§ Excerpted text:
════════
Updated: Aug 2, 2023

Armageddon told us to nuke it. NASA told us to hit it with a spacecraft in the DART mission. Which option is better? (Hint: Not the one that kills our planet anyway.)


(Warning: this post contains spoilers for Armageddon.)


Hey, this is Taizo, and welcome back to Astrocenter.


In honor of the recent successful DART mission by NASA, we'll be taking a look at Armageddon today: one of the classic (and sometimes laughable) examples of sci-fi action movies.


First of all, what is the DART mission? Officially the "Double-Asteroid Redirection Test",

the mission's aim was to redirect the path of an asteroid by ramming it with a spacecraft.

Sounds like something from a sci-fi movie, right?


The actual impact was probably less than what you'd expect; the mission has been compared to "ramming a golf cart into the Great Pyramids of Giza". But if it worked, it would be enough to shorten the asteroid Didymos's orbital path around a larger asteroid. And it did! According to a later NASA report, the"spacecraft’s impact altered Dimorphos’ orbit around Didymos by 32 minutes".
════════
§ Rows:

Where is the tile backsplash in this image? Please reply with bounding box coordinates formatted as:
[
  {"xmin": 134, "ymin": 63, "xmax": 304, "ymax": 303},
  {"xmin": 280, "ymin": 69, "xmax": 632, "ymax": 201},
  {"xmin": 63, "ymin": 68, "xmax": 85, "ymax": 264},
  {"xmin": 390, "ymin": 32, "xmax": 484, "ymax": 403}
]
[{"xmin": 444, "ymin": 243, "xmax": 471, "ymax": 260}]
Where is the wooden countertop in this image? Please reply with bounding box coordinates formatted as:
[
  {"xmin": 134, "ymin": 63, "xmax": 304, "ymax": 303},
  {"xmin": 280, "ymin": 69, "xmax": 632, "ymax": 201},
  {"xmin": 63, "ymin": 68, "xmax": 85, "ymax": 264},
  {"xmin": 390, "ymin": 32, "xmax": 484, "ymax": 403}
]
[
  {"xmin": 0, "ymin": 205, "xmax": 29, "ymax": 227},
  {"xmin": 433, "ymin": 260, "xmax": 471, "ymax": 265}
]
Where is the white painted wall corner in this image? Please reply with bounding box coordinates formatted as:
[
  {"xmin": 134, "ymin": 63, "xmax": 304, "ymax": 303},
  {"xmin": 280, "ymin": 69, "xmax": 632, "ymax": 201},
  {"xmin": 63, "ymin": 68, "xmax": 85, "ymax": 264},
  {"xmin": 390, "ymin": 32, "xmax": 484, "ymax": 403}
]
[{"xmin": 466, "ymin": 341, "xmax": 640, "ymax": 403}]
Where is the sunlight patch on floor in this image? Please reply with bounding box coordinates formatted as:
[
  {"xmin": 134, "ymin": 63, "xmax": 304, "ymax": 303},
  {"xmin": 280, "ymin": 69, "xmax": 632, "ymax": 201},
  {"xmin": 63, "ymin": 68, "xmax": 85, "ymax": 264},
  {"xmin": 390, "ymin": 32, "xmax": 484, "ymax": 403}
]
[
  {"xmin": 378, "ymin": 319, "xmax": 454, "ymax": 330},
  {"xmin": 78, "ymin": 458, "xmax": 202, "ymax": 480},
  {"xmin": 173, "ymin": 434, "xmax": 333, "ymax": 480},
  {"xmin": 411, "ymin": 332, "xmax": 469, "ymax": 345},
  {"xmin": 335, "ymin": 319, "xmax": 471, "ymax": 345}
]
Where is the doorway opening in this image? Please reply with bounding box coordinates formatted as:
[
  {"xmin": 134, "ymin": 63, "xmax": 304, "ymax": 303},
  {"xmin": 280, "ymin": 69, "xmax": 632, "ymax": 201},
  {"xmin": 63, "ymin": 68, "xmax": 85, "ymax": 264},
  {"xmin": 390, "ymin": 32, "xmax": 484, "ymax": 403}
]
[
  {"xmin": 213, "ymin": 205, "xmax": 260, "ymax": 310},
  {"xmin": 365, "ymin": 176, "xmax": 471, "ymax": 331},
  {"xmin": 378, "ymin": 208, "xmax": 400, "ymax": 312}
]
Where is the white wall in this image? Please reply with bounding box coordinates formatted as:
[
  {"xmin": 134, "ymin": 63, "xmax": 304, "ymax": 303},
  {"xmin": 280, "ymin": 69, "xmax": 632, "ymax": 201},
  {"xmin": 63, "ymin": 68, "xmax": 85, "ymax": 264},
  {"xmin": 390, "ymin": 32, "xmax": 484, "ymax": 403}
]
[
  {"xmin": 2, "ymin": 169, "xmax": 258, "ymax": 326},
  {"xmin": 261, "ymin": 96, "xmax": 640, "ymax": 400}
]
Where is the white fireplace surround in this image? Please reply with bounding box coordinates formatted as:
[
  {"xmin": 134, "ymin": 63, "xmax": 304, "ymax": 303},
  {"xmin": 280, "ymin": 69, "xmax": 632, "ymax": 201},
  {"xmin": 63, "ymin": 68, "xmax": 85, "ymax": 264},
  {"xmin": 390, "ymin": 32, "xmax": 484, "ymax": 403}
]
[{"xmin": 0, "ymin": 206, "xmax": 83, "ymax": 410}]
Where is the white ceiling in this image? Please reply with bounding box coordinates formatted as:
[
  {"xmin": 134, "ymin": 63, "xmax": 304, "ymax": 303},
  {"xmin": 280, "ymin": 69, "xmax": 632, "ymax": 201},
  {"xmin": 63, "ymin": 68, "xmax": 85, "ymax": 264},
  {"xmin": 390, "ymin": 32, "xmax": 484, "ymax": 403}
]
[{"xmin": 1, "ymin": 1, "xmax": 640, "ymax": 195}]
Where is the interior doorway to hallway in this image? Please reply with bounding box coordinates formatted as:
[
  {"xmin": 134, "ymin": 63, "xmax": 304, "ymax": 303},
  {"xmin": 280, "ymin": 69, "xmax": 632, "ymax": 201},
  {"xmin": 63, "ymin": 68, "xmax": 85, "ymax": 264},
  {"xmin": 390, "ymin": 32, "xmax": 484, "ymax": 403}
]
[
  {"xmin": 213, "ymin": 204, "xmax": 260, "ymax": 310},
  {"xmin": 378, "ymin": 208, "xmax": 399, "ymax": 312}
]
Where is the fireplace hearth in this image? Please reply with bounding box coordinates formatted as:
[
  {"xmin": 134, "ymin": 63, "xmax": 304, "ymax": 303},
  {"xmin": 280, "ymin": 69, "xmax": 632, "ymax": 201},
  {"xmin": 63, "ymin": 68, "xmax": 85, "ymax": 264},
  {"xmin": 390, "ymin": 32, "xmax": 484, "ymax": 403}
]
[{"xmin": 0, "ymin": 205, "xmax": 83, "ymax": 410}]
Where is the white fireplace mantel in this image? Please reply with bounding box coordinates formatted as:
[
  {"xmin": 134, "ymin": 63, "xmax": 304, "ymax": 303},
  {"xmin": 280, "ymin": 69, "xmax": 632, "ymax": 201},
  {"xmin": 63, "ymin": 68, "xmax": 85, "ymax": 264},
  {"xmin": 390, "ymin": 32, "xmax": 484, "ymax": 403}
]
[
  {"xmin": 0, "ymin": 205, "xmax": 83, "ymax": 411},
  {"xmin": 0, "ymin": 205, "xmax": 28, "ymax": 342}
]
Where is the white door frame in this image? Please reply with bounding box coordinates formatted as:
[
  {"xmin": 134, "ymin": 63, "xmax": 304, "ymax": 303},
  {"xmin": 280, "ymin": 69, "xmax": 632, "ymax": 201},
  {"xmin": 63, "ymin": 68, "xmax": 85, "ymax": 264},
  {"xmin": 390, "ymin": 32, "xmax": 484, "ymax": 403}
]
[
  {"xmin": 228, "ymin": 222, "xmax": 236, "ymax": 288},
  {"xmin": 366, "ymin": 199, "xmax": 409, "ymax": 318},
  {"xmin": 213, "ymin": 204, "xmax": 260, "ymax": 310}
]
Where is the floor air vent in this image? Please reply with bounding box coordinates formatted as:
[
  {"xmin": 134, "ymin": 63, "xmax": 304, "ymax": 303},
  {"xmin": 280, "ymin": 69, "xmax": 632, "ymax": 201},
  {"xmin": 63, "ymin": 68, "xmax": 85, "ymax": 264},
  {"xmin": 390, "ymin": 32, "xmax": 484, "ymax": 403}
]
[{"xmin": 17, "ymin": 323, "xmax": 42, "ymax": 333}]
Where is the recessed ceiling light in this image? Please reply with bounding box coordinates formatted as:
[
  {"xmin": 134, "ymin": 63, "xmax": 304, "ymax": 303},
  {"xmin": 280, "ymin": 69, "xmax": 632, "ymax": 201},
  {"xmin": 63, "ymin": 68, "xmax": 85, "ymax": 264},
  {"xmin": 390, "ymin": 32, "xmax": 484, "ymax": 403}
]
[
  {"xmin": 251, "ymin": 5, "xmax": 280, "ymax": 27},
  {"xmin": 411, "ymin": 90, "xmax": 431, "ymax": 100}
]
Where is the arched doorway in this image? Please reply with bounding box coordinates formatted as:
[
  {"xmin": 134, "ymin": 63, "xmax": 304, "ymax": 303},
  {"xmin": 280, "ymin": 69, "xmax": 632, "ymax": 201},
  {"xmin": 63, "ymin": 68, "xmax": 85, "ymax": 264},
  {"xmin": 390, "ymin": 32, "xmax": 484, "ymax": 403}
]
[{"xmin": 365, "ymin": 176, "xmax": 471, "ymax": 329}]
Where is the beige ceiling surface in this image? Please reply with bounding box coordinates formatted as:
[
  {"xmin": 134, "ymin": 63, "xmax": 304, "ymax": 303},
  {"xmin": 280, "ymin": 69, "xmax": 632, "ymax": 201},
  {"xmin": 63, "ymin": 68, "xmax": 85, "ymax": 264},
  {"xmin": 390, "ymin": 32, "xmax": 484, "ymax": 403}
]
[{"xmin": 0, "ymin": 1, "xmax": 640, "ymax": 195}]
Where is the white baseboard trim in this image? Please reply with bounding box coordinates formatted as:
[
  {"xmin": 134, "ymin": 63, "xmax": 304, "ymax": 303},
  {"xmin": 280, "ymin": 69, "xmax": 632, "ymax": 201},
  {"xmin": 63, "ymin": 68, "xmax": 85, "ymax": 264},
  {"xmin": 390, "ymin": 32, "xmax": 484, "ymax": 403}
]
════════
§ Stated problem 1: Quote every passage that the post about the DART mission places inside quotation marks.
§ Stated problem 2:
Decide whether each statement agrees with the post about the DART mission. Answer yes or no, and quote the words of the post that settle each one.
(a) The post warns readers that it contains spoilers for Armageddon.
(b) The DART mission set out to destroy an asteroid with a nuclear device.
(c) The post was updated on Aug 2, 2023.
§ Stated problem 3: Reproduce the post about the DART mission word for word, starting with "In honor of" and going on through "sci-fi movie, right?".

§ Correct result 1:
1. "Double-Asteroid Redirection Test"
2. "ramming a golf cart into the Great Pyramids of Giza"
3. "spacecraft’s impact altered Dimorphos’ orbit around Didymos by 32 minutes"

§ Correct result 2:
(a) Yes: "(Warning: this post contains spoilers for Armageddon.)"
(b) No: "the mission's aim was to redirect the path of an asteroid by ramming it with a spacecraft."
(c) Yes: "Updated: Aug 2, 2023"

§ Correct result 3:
In honor of the recent successful DART mission by NASA, we'll be taking a look at Armageddon today: one of the classic (and sometimes laughable) examples of sci-fi action movies.


First of all, what is the DART mission? Officially the "Double-Asteroid Redirection Test",

the mission's aim was to redirect the path of an asteroid by ramming it with a spacecraft.

Sounds like something from a sci-fi movie, right?